Records from a point labeling set:
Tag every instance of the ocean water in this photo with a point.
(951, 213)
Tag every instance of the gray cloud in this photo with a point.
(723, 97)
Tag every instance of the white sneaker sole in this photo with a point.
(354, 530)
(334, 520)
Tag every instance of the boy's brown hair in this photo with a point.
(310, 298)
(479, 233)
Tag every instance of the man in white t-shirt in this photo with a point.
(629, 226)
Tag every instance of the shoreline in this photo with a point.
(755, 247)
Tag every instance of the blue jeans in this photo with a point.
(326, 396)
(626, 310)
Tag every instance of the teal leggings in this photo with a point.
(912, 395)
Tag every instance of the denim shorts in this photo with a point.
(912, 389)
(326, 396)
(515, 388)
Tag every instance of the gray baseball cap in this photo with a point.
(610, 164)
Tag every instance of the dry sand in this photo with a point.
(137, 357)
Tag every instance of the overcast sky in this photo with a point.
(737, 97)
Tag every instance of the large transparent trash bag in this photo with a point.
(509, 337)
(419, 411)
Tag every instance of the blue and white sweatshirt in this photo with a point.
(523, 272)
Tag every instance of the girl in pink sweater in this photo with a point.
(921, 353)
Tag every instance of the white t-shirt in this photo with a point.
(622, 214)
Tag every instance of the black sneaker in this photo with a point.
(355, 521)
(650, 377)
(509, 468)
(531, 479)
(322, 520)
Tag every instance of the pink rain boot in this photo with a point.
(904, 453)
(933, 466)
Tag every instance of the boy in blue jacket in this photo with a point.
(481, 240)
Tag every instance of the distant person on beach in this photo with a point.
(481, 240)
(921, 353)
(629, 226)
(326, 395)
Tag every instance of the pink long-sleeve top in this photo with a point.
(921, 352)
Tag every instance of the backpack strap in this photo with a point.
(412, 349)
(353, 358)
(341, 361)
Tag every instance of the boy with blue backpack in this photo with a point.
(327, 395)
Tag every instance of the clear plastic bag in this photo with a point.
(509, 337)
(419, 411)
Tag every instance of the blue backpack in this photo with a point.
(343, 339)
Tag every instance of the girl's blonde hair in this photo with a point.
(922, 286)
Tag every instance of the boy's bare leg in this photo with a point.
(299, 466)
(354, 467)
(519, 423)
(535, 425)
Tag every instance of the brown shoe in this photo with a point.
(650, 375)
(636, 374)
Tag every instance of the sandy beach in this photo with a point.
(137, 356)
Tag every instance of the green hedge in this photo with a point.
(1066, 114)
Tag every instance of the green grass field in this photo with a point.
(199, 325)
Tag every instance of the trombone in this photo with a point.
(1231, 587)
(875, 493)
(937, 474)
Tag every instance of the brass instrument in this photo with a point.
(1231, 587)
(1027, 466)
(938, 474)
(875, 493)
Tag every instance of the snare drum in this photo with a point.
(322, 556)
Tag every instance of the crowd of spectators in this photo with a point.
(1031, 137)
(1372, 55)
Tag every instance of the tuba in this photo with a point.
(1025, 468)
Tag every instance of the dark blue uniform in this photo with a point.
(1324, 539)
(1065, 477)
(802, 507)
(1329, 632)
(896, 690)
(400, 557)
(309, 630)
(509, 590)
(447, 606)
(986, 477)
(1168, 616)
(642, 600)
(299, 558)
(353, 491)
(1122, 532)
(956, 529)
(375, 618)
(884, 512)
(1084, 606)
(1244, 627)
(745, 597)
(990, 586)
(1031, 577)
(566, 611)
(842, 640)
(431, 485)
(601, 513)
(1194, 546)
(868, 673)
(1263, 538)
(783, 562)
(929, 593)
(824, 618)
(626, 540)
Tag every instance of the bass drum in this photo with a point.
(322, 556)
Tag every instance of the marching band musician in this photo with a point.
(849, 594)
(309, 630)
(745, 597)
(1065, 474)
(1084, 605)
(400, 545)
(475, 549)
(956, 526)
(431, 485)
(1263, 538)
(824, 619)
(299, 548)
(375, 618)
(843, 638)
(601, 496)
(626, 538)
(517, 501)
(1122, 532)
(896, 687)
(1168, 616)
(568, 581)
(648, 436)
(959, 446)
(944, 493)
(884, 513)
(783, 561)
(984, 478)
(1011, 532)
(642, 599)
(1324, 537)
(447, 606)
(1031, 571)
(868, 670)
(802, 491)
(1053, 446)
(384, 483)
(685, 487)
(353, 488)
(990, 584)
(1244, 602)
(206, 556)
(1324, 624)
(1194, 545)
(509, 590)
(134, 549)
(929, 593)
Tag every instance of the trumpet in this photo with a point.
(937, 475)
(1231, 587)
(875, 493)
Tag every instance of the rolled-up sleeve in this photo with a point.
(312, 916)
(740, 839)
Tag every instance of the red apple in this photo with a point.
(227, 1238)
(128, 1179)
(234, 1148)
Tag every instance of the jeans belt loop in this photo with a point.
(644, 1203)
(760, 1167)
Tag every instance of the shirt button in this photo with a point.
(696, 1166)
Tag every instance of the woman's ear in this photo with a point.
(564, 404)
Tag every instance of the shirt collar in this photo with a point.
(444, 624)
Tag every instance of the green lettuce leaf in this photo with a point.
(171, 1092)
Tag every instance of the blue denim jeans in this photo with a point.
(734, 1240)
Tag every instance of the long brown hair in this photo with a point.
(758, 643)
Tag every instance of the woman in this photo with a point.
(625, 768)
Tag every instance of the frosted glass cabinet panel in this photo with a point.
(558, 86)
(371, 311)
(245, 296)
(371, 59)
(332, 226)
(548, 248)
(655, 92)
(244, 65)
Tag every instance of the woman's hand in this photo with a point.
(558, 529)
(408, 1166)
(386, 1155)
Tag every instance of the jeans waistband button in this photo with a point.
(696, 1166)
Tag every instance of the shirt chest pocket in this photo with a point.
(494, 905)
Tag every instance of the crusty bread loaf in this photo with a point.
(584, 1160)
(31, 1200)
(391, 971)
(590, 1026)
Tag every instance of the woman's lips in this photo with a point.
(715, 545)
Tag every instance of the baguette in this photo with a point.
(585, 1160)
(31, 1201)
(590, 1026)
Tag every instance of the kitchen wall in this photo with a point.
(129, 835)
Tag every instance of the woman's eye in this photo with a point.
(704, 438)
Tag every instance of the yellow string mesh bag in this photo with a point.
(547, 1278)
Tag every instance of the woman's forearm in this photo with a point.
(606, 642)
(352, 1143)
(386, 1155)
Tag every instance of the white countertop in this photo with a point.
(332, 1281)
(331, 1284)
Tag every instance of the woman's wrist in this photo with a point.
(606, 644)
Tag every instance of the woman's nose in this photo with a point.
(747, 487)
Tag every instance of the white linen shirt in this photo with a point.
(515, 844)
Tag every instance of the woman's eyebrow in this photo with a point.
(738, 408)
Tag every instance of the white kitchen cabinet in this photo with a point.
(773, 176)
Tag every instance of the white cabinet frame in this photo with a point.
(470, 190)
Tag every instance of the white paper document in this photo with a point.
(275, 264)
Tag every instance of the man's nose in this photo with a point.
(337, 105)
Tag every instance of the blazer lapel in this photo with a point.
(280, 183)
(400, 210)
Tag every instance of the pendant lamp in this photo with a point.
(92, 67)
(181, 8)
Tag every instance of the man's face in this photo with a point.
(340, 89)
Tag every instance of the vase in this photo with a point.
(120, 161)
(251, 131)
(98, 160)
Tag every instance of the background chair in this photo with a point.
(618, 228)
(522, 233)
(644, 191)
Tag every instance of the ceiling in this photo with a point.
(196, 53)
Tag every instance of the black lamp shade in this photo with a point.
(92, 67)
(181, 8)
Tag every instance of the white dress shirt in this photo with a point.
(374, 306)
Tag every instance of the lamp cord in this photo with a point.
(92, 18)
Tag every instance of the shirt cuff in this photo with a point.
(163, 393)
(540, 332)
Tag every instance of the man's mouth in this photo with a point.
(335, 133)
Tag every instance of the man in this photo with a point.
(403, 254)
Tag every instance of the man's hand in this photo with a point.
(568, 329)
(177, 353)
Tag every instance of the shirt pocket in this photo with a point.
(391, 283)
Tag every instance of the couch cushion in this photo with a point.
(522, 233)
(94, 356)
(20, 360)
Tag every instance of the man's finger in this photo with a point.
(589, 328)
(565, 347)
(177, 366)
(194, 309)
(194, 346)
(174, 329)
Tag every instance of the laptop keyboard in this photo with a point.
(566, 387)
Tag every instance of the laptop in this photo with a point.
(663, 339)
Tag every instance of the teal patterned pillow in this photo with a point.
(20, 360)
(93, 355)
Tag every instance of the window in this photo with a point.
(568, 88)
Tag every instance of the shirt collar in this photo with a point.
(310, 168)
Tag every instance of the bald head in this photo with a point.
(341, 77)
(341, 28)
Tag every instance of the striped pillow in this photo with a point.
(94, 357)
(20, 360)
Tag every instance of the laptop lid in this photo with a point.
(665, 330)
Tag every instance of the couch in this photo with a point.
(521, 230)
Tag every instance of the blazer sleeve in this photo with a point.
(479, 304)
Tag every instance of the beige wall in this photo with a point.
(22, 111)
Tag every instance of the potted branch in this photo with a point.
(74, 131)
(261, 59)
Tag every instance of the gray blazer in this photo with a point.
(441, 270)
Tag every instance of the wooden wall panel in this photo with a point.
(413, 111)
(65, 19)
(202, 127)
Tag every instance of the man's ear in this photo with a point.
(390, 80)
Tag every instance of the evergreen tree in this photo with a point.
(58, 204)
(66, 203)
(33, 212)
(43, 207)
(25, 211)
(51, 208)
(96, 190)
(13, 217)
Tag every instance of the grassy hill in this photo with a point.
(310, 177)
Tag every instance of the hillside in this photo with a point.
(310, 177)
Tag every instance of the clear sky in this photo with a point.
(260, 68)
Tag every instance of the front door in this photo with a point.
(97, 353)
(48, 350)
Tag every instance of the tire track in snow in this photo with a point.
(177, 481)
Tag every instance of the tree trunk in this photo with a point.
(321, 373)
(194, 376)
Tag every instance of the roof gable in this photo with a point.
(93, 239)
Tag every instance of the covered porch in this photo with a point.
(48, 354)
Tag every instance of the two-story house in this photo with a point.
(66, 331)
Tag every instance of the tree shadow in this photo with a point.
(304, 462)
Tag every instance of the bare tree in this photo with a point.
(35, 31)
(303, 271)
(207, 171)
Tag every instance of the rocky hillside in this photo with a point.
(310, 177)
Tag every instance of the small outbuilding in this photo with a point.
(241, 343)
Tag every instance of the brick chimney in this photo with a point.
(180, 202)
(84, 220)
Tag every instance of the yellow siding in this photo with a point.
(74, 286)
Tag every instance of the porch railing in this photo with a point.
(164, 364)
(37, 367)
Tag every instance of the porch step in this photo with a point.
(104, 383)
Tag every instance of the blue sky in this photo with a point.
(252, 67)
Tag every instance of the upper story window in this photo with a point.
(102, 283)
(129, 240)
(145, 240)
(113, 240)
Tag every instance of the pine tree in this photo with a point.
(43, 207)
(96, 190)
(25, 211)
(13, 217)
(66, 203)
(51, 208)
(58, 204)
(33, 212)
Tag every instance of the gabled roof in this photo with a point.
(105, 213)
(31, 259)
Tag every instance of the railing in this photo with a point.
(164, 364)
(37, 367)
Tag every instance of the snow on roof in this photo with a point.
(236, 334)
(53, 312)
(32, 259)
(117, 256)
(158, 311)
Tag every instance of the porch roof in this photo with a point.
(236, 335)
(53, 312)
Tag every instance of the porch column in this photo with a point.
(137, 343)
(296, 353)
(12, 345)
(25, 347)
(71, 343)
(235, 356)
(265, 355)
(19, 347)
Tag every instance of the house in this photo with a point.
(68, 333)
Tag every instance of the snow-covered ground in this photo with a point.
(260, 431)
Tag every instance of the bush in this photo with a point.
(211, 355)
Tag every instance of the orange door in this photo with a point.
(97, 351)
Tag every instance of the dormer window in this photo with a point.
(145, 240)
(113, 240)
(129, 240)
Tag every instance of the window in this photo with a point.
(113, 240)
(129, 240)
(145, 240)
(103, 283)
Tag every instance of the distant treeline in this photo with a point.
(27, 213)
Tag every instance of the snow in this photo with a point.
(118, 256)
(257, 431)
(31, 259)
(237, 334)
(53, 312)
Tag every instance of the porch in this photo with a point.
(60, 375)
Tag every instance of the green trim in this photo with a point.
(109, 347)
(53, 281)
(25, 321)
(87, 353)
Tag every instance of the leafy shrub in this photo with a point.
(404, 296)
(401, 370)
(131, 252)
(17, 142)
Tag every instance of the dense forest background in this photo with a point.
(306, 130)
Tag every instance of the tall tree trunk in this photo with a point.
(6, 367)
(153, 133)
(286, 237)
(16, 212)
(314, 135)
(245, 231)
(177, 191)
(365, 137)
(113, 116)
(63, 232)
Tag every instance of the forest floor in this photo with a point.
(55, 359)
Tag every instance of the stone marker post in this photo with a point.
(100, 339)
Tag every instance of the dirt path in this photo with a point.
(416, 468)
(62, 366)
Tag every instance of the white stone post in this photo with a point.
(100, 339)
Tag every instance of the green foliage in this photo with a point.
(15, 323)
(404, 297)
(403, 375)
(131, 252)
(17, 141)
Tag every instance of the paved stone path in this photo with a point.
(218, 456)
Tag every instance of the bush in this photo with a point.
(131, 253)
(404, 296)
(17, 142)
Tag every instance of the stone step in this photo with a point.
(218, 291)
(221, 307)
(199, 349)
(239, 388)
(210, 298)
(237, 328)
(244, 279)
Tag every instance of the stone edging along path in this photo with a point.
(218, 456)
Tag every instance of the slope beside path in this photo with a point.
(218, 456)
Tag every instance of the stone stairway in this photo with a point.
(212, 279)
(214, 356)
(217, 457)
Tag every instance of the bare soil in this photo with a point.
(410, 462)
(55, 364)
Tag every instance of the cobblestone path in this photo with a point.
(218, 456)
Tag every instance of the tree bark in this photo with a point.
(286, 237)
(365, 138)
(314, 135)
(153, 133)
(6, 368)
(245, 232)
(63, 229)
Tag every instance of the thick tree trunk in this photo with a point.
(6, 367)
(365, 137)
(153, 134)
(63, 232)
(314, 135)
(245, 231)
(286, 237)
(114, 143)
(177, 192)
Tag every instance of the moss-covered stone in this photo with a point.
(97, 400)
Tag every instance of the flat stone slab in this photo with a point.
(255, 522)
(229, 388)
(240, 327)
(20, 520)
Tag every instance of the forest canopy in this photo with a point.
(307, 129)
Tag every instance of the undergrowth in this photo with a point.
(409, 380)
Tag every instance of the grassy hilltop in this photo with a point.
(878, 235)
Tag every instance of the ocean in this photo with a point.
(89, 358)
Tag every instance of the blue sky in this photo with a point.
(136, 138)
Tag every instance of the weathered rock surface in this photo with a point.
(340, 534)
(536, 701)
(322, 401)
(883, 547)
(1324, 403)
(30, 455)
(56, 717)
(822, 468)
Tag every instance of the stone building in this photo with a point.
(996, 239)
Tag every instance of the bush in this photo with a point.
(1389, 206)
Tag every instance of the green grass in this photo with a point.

▸ **EXERCISE GOAL**: Copy the lines of the records word for word, beginning with the line that contains "Tag every instance of the flat" and continuing through the last line of the records.

▸ **REPLY**:
Tag every instance of the flat stone slab in this photo with a point.
(255, 522)
(229, 388)
(240, 327)
(20, 520)
Tag every instance of the forest canopy in this photo with a point.
(307, 129)
Tag every instance of the undergrowth in this photo with a point.
(409, 380)
Tag every instance of the grassy hilltop in this photo with a point.
(878, 235)
Tag every instance of the ocean in this photo with a point.
(89, 358)
Tag every instance of the blue sky in this photo with a point.
(136, 138)
Tag every instance of the weathered rock surface in this photo with a point.
(340, 534)
(536, 701)
(322, 401)
(883, 547)
(1324, 403)
(30, 455)
(56, 717)
(822, 468)
Tag every instance of the stone building in this photo with a point.
(996, 239)
Tag every instance of the bush in this photo with a point.
(1389, 206)
Tag every instance of the green grass in this photo with a point.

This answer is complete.